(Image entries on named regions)
────────────────────────────────────────

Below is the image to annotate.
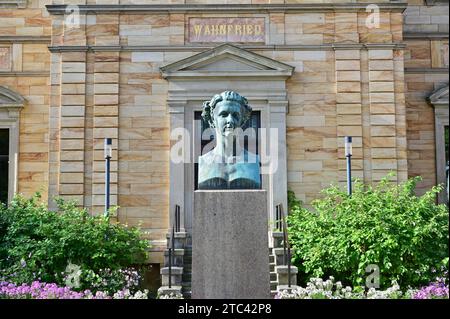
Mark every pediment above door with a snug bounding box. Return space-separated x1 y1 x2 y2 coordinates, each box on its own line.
161 44 294 79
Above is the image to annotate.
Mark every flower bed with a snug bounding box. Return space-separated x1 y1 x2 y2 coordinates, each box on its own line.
0 281 148 299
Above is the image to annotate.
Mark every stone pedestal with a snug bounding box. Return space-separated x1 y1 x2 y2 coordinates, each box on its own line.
192 190 270 299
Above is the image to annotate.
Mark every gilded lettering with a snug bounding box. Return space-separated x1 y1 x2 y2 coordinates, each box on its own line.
227 24 233 34
211 24 222 35
255 24 262 35
220 24 227 35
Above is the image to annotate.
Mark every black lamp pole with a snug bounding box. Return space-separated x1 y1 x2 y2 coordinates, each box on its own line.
105 138 112 217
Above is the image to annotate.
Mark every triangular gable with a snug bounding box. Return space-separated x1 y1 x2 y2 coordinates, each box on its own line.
161 44 294 78
428 85 449 105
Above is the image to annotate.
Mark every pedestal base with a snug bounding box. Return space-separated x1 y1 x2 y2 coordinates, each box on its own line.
192 190 270 299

────────────────────────────────────────

*Instructions for the task*.
Revise the rows above so that every "snug" becomes "tight", with everything else left as it is. Leave the pictures out.

*Worked answer*.
Below is the image to annotate.
Mark every pediment above door with a tight bounding box. Return space-separated x1 y1 x2 y2 coordinates, each box on its own line.
161 44 294 79
Above is the image to annotate.
Mark every flower bed with a tight bounding box. Return space-separated x1 y1 x2 y2 coordinates, each box on its own line.
0 281 148 299
Above is the image to annotate.
Mark every stone pedestal with a tight bounding box. Return space-separated x1 y1 x2 y2 coordinates, each box on its own line.
192 190 270 299
Above is the image to annotate.
Mark every gilded lettering with a tight bounding box. Return space-separated x1 y1 x2 y2 coordinates, each box on its own line.
227 24 233 34
211 24 222 35
255 24 262 35
220 24 227 35
Above is the image to annotate.
Mark every black lamp pole with a tight bounding box. Return space-separated x1 y1 x2 y2 coordinates, each box on its own line.
105 138 112 217
Above is the image to annotate.
Mark every triangular gable with a tight bounding box. Return space-separated x1 y1 x2 y2 coordinates, each box on its own line.
161 44 294 78
428 85 449 105
Above is the image to annotate.
Mark every pedestal base with a tight bounding box. Return space-separated x1 y1 x2 y2 coordinates, each box on its own line.
192 190 270 299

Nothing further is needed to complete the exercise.